DATASET RECORDS.
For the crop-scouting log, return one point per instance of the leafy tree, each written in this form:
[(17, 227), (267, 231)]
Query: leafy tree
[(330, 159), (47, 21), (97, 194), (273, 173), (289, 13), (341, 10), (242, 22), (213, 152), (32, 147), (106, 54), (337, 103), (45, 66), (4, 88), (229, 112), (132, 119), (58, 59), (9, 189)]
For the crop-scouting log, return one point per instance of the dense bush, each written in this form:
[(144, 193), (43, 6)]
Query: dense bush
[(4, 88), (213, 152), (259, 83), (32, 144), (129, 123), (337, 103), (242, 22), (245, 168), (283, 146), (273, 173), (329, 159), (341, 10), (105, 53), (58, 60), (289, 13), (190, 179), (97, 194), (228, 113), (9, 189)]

DIRECTION. Convert the lines from the one containing "of the dense" through the end of the items into a numbered list, omitting any blank lines.

COMPLETE RESPONSE.
1. For the crop-scouting log, return one point per instance of the dense bush, each written in this form:
2. [(144, 193), (43, 6)]
3. Query: dense bush
4. [(4, 88), (213, 152), (259, 83), (32, 144), (129, 123), (337, 103), (242, 22), (245, 168), (283, 146), (273, 173), (329, 159), (341, 10), (105, 53), (58, 60), (289, 13), (190, 179), (97, 194), (228, 113), (9, 189)]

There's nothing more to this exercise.